_Given text_
Boil over, lost hops

Homebrew Talk - Beer, Wine, Mead, & Cider Brewing Discussion Forum

Help Support Homebrew Talk - Beer, Wine, Mead, & Cider Brewing Discussion Forum:

This site may earn a commission from merchant affiliate links, including eBay, Amazon, and others.

madymo3d

New Member
Joined
Nov 15, 2009
Messages
3
Reaction score
0
Location
SE Michigan
It's my second time making beer, I had a boil over early and I think I lost most of the bittering hops. I'm going to continue on and put it in the fermentor, but what are my options? Did I just lose some flavor or is it going to affect the fermentation? Can I dry hop to make up for it?

The recipe is a pumpkin ale from LHBS with the following ingredients:

chocolate rye
6 lbs light LME
1 oz Ahtanum Hop (bittering)
20 g pumpking pie spice
11 oz Nottingham yest
 
I hope that's the case. Sure seems like a lot on the stovetop, side of the pot and I thought a lot of hops was floating on top just before the boil over.
 
next time use a fan pointed at the top of the pot. it really helps reduce boilovers.
DSCN2378.JPG
 
I have not tried it but I have a friend who is a cookand he swears that a large metal spoon will keep a pot from boiling over as it works as a heat sink....anybody know if this works??
 
No Fermcap. I just got careless because I got through the hot break and thought I was okay. Put the lid on hoping to minimize evaporation, then it boiled over. I was next to the stove so I caught it within a couple seconds. Left the lid off for the rest of the boil.
 
No Fermcap. I just got careless because I got through the hot break and thought I was okay. Put the lid on hoping to minimize evaporation, then it boiled over. I was next to the stove so I caught it within a couple seconds. Left the lid off for the rest of the boil.

FYI - You do not want to put a lid on your boil. There is a chemical reaction taking place that create DMS precursors, and the boil lifts those precursors our of the wort. If they remain in the wort, your chance of having a DMS issue later is increased.
 
FYI - You do not want to put a lid on your boil. There is a chemical reaction taking place that create DMS precursors, and the boil lifts those precursors our of the wort. If they remain in the wort, your chance of having a DMS issue later is increased.

what is dms?
 
From John Palmer's Excellent book How to Brew


http://howtobrew.com/section4/chapter21-2.html
Dimethyl Sulfides (DMS)/ Cooked Vegetable Flavors
Like diacetyl in ales, DMS is common in many light lagers and is considered to be part of the character. DMS is produced in the wort during the boil by the reduction of another compound, S-methyl-methionine (SMM), which is itself produced during malting. When a malt is roasted or toasted, the SMM is reduced beforehand and does not manifest as DMS in the wort, which explains why it is more prevalent in pale lagers. In other styles, DMS is a common off-flavor, and can be caused by poor brewing practices or bacterial infections.

_Recorded information_
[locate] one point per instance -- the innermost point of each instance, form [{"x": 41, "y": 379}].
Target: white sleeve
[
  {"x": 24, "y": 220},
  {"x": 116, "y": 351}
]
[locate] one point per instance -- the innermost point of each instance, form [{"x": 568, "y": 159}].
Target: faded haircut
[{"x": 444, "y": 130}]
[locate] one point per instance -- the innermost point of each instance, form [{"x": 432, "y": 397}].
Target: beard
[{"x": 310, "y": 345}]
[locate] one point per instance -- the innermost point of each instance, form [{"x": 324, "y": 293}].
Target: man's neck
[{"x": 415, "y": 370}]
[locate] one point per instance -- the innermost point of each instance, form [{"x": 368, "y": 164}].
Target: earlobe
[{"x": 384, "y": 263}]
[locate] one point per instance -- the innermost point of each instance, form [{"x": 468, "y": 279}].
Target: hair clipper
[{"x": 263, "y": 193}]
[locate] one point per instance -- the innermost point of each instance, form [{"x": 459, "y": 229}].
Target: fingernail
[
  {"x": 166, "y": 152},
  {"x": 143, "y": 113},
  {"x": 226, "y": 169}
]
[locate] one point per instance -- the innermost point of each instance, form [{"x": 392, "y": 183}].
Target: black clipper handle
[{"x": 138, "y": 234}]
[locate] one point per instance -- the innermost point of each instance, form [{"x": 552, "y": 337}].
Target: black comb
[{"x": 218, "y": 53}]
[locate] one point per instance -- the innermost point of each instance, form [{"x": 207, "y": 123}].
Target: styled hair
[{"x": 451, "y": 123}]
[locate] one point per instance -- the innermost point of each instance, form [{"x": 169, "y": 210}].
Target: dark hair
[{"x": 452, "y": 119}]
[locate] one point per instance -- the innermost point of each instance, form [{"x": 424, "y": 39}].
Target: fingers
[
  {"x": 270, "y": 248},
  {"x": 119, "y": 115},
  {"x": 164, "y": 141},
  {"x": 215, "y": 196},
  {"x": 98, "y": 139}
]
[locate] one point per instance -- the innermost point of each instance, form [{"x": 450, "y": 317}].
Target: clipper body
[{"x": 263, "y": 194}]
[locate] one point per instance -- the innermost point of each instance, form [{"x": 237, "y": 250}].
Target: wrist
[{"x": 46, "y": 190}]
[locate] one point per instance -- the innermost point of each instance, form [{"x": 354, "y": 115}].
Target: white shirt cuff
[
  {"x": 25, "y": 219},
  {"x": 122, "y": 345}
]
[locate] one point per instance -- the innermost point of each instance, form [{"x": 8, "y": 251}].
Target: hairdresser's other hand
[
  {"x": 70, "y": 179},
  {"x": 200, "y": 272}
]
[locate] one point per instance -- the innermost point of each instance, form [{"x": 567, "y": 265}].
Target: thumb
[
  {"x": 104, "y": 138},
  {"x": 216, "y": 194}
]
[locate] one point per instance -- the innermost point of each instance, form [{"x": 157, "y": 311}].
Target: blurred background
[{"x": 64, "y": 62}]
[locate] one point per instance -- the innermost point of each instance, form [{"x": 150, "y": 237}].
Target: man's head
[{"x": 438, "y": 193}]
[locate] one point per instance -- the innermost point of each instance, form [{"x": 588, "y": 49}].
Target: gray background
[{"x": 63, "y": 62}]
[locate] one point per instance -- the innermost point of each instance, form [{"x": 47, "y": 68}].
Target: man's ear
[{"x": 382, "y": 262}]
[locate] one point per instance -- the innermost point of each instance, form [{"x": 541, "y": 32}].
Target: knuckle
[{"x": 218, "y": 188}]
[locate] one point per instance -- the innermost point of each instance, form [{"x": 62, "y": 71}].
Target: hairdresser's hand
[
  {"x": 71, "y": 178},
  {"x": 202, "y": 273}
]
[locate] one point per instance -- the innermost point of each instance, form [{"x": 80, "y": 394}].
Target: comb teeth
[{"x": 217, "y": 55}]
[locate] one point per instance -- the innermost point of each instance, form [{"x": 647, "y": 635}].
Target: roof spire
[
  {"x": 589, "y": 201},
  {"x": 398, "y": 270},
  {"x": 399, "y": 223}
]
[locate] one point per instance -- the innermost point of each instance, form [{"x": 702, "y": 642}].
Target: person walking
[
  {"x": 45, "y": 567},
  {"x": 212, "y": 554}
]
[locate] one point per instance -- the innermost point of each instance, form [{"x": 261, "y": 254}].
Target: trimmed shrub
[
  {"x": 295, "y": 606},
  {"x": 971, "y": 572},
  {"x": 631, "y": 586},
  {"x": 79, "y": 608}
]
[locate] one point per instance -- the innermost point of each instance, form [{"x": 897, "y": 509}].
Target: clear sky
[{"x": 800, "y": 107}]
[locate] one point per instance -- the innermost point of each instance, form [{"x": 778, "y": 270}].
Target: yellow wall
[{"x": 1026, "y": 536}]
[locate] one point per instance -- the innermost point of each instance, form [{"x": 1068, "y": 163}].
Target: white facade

_Problems and tasks_
(a) Answer these questions from the homebrew forum thread:
(i) What location does madymo3d list?
(ii) Which hop does the recipe use for bittering, and how much?
(iii) According to the How to Brew excerpt, what compound is reduced during the boil to produce DMS?
(b) From the homebrew forum thread, extract the passage from "The recipe is" to "helps reduce boilovers.".

_Answers to each task_
(a)
(i) SE Michigan
(ii) Ahtanum, 1 oz
(iii) S-methyl-methionine (SMM)

(b)
The recipe is a pumpkin ale from LHBS with the following ingredients:

chocolate rye
6 lbs light LME
1 oz Ahtanum Hop (bittering)
20 g pumpking pie spice
11 oz Nottingham yest
 
I hope that's the case. Sure seems like a lot on the stovetop, side of the pot and I thought a lot of hops was floating on top just before the boil over.
 
next time use a fan pointed at the top of the pot. it really helps reduce boilovers.